DOCUMENT EXCERPT:
======

Dataviz book

My book Data Visualization: charts, maps and interactive graphics was published in 2018 as part of the series "Statistical Reasoning in Science and Society," a collaboration between CRC Press and the American Statistical Association.

There are several good books available on dataviz, so I wanted to make sure this offers readers something different. Most contemporary dataviz books come from a design or journalism background, and there hasn't been an all-round statistical one since William Cleveland's in 1993. Mine covers many statistical techniques and many visualisation formats. I argue that, to make great visual communications of analytical work, one has to consider the graphical and statistical elements together. The analysis informs good visualisation, and the visualisation informs good analysis.

It is short, affordable and accessible to all: no algebra. There is a series of short chapters, each focused on one specific task, such as time trends, maps or interactivity. You can read a chapter in a coffee break, so you can easily start to build your awareness of dataviz.

Click here to view the Table Of Contents.

I have three audiences in mind:

  • The data analyst who was never taught about good visualisation and wants to expand their skills
  • The budding dataviz designer, whether you are at high school and considering careers, or coming to the end of studies in statistics, design or web development.
  • The boss who has to hire, or commission, someone to make dataviz for his/her organisation, monitor their progress and be assured of good results

I wrote an article called Calculate And Communicate about why dataviz is a great field to work in, and why I needed to write yet another book on the subject. This is in Significance magazine's December 2018 issue.

The making of...

Here's where you can find all the code I used to generate my own images in the book. There are also some blog posts expanding on various images from the book. The chapters' code is being added right now and should all be available bythe end of 2018. There is a corresponding GitHub repository for those of you who like that kind of thing.

======

WORK REQUIRED: Continue the page about the data visualization book, starting right after its last sentence and keeping the same voice.

ENTRIES PROVIDED:
======

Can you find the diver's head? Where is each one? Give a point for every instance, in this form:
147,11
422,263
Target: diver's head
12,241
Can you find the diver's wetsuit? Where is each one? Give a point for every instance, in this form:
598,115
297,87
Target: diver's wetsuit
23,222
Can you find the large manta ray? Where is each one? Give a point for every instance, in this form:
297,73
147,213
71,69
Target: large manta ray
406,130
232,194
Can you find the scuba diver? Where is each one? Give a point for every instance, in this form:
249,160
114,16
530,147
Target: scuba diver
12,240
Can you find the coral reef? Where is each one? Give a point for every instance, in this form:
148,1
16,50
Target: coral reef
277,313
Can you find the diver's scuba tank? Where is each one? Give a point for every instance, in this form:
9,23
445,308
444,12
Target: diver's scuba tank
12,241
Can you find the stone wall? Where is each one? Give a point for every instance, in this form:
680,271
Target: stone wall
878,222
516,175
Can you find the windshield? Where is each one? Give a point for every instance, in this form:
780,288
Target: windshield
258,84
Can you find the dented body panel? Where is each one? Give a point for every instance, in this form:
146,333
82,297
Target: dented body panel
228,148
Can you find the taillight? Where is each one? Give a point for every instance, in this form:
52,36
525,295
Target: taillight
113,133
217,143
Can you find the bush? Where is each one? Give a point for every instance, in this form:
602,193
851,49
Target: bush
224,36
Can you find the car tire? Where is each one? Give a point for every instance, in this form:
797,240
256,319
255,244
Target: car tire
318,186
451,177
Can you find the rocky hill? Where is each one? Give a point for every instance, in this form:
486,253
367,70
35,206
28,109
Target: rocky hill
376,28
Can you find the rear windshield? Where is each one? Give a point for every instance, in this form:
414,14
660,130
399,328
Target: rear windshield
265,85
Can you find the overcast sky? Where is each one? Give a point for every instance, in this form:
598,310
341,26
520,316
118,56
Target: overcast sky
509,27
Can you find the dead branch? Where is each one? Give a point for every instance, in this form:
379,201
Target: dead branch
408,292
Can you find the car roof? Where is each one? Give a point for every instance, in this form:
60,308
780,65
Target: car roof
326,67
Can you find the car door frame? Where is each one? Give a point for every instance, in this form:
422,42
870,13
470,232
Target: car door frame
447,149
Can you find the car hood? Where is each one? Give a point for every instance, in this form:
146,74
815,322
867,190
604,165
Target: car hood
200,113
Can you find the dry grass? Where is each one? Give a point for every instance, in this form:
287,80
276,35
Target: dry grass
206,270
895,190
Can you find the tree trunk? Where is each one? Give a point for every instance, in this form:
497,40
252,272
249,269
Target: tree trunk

======

WRITTEN RESPONSE:
Table of contents

Click here for a detailed table of contents in PDF

    Section I: The basics
    1. Why visualize?
    2. Translating numbers to images
    Section II: Statistical building blocks
    3. Continuous and discrete numbers
    4. Percentages and risks
    5. Showing data or statistics
    6. Differences, ratios, correlations
    Section III: Specific tasks
    7. Visual perception and the brain
    8. Showing uncertainty
    9. Time trends
    10. Statistical predictive models
    11. Machine learning techniques
    12. Many variables
    13. Maps and networks
    14. Interactivity
    15. Big data
    16. Wrapping up the package in a report, dashboard or presentation
    Section IV: Closing remarks
    17. Some overarching ideas

Chapter 1: Why visualize?

Fig 1.1 was manually annotated onto a scatter plot of train delays (but not the same dataset that we use in the rest of the book) in Inkscape. I only saved the raster image, like an idiot (this is the only such instance in the whole book! always keep an SVG of everything!). Still, you can look at the unannotated version (generated from Stata) here.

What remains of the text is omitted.